**Aim of the task:**
In the lines below, find the one that contains "TARGET = polished marble floor" and write it out exactly, along with every line that follows it.

[A block of data]
══════════

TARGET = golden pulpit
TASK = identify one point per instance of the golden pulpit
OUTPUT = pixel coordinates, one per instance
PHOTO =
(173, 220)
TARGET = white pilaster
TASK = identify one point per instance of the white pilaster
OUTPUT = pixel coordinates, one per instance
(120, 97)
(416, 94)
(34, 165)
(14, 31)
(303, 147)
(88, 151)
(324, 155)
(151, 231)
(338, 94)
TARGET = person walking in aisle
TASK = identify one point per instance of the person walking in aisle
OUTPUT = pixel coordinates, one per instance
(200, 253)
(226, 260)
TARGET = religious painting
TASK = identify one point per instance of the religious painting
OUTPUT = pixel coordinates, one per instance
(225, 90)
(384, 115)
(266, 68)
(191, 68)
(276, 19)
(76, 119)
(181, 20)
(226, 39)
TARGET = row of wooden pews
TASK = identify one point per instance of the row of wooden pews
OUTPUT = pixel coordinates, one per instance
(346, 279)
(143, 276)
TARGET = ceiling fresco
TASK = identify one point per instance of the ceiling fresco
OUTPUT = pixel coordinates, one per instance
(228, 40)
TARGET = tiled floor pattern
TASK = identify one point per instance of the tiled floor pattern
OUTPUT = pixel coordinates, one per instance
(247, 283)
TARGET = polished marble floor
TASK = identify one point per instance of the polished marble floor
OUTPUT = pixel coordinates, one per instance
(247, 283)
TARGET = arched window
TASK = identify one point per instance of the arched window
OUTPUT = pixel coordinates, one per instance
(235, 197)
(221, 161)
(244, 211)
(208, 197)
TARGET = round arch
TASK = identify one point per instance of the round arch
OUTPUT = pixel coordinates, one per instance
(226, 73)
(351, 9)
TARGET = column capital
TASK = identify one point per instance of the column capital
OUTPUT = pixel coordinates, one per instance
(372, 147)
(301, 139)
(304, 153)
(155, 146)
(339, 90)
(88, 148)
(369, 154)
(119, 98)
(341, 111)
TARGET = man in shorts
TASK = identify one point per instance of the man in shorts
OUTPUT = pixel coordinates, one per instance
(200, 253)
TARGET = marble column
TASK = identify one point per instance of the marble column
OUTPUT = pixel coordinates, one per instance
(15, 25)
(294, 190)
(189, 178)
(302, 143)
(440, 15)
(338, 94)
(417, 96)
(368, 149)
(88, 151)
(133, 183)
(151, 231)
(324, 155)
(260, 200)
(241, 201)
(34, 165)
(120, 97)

══════════

**Solution below:**
TARGET = polished marble floor
TASK = identify one point per instance of the polished marble floor
OUTPUT = pixel coordinates, one per instance
(247, 283)
TARGET = arched window
TASK = identify one point per instance of the arched window
OUTPUT = pixel coordinates, one per instance
(235, 197)
(221, 161)
(244, 211)
(208, 197)
TARGET = round arch
TASK = identify one point per instance of the round arch
OUTPUT = pixel coordinates, one per instance
(226, 73)
(351, 9)
TARGET = column capital
TASK = identify one point per instance of the column capital
OUTPUT = pixel coordinates, one per instance
(372, 147)
(301, 139)
(304, 153)
(155, 146)
(339, 90)
(88, 148)
(369, 154)
(119, 98)
(341, 111)
TARGET = man in shorts
TASK = identify one point per instance of the man in shorts
OUTPUT = pixel coordinates, one per instance
(200, 253)
TARGET = marble column
TASK = identify one point per instance of the marble column
OUTPUT = pixel coordinates, one per instance
(15, 25)
(294, 190)
(189, 178)
(302, 143)
(440, 15)
(338, 94)
(417, 96)
(368, 149)
(88, 151)
(133, 183)
(151, 231)
(324, 155)
(260, 200)
(241, 201)
(34, 165)
(120, 97)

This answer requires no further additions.